* [What this task involves] Can you render all of the lines below as a two-column CSV with the headers "prompt" and "points"? Give one row per line, with its text in one quoted field and its answer in the other, and replace any line breaks with spaces.

Object point labels
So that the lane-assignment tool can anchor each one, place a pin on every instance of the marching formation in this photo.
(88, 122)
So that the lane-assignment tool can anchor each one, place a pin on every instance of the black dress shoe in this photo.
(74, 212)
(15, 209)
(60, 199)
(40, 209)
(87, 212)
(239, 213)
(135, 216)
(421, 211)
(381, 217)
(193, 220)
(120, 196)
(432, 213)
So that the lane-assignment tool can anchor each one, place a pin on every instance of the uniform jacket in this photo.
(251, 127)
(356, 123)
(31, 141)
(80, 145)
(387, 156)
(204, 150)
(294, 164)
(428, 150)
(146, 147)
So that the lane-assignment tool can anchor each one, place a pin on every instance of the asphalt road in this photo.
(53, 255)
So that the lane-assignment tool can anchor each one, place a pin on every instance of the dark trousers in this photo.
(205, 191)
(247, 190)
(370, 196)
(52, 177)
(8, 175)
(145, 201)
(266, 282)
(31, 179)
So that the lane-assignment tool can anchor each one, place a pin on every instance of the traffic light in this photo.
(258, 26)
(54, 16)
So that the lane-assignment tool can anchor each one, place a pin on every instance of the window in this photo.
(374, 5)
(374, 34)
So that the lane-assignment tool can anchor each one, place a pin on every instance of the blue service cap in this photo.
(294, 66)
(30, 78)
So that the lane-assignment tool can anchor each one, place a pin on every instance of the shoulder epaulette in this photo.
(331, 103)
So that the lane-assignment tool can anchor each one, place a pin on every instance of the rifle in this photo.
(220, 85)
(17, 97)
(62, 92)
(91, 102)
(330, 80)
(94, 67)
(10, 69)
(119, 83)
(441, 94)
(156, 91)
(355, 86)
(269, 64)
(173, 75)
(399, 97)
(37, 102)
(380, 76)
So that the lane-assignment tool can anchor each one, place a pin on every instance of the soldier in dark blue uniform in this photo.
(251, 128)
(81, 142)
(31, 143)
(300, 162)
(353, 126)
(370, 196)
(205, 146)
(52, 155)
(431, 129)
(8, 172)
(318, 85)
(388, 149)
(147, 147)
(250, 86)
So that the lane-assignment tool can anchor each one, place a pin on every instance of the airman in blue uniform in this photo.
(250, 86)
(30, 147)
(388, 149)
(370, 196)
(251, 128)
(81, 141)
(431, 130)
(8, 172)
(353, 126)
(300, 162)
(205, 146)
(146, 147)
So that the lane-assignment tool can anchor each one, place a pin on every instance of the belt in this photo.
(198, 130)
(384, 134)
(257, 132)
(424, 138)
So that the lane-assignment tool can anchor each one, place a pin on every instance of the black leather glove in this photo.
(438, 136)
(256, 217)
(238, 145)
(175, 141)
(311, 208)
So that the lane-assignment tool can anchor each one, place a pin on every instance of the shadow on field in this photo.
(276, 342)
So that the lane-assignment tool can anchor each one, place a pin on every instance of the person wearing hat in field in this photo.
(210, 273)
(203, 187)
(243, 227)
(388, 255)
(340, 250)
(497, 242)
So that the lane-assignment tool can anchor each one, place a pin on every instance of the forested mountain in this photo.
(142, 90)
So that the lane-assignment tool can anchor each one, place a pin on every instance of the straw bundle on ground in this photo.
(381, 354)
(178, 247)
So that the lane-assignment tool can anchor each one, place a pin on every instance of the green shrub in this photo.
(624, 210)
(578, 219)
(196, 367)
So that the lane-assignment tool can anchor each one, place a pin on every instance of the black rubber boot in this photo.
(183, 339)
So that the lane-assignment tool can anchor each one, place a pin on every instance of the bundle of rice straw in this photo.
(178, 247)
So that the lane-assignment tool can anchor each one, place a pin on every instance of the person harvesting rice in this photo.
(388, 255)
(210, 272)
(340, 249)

* [Response for this exercise]
prompt,points
"So that the lane-assignment tool can anchor each one, place a pin on every instance of the marching formation in this photo.","(88, 122)"
"So that the lane-assignment tool can anchor each one, place a pin on every instance of the black dress shoe in this photo.","(74, 212) (15, 209) (60, 199) (40, 209) (87, 212) (239, 213) (135, 216) (421, 211) (381, 217) (193, 220) (120, 196) (432, 213)"
"So that the lane-assignment tool can anchor each one, place a pin on every instance of the uniform jacket in this photo.","(251, 127) (356, 123) (31, 141) (80, 145) (387, 156) (204, 150) (294, 164) (428, 150) (146, 147)"
"So that the lane-assignment tool can anchor each one, place a pin on every instance of the asphalt road in this photo.","(53, 255)"
"So that the lane-assignment tool can anchor each one, place a pin on every instance of the dark trousers in this photo.","(205, 191) (247, 190) (370, 196) (52, 177) (8, 175) (145, 201) (266, 282) (31, 179)"
"So that the lane-assignment tool can anchor each one, place a pin on every instance of the traffic light in this photo.","(258, 26) (54, 16)"
"So that the lane-assignment tool can anchor each one, place a pin on every instance of the window in this photo.","(374, 5) (374, 34)"
"So that the lane-assignment tool can anchor each one, place a pin on every instance of the blue service cap in this photo.","(294, 66) (30, 78)"
"So that the lane-assignment tool can anchor each one, place a pin on every instance of the shoulder epaulette in this photo.","(331, 103)"
"So that the lane-assignment tool can anchor each one, place a pin on every instance of the rifle in this photo.","(220, 85) (17, 97) (62, 92) (91, 102) (330, 80) (94, 67) (10, 69) (119, 83) (441, 94) (156, 91) (355, 86) (269, 64) (173, 75) (399, 97) (37, 102) (380, 76)"
"So that the lane-assignment tool can anchor each one, place a pin on every instance of the soldier in dark blue uniform in this photo.","(251, 128) (81, 142) (31, 143) (300, 162) (353, 126) (370, 196) (205, 146) (52, 155) (431, 129) (8, 172) (318, 85) (388, 149) (147, 147) (250, 86)"
"So that the lane-assignment tool can anchor each one, place a pin on every instance of the airman in blue uniform in this photo.","(250, 86) (30, 147) (388, 149) (370, 196) (251, 128) (81, 141) (431, 130) (8, 172) (353, 126) (300, 162) (205, 146) (146, 147)"
"So that the lane-assignment tool can anchor each one, place a pin on every instance of the belt in this photo.","(198, 130) (384, 134) (257, 132) (424, 138)"
"So that the lane-assignment tool can anchor each one, place a pin on every instance of the black leather glove in this photo.","(438, 136) (256, 217) (238, 145) (175, 141) (311, 208)"
"So that the lane-assignment tool can anchor each one, place a pin on every instance of the shadow on field in this photo.","(276, 342)"
"So that the lane-assignment tool can anchor each one, place a pin on every instance of the person wearing hat in field in this photo.","(210, 273) (203, 187) (243, 227) (388, 255) (340, 250) (497, 242)"
"So that the lane-assignment tool can anchor each one, place a pin on every instance of the forested mountain in this photo.","(142, 90)"
"So that the lane-assignment tool can anchor each one, place a pin on every instance of the straw bundle on ground in this photo.","(381, 354) (178, 247)"
"So that the lane-assignment tool can anchor each one, place a pin on every instance of the green shrub in this photo.","(624, 210) (578, 219) (196, 367)"
"So that the lane-assignment tool can anchor each one, place a pin on every instance of the black rubber boot in this photo.","(183, 339)"
"So that the lane-assignment tool can anchor each one, place a pin on every instance of the bundle of rice straw in this photo.","(178, 247)"
"So that the lane-assignment tool can anchor each one, place a pin on every instance of the person harvesting rice in this photo.","(388, 255) (210, 272) (340, 249)"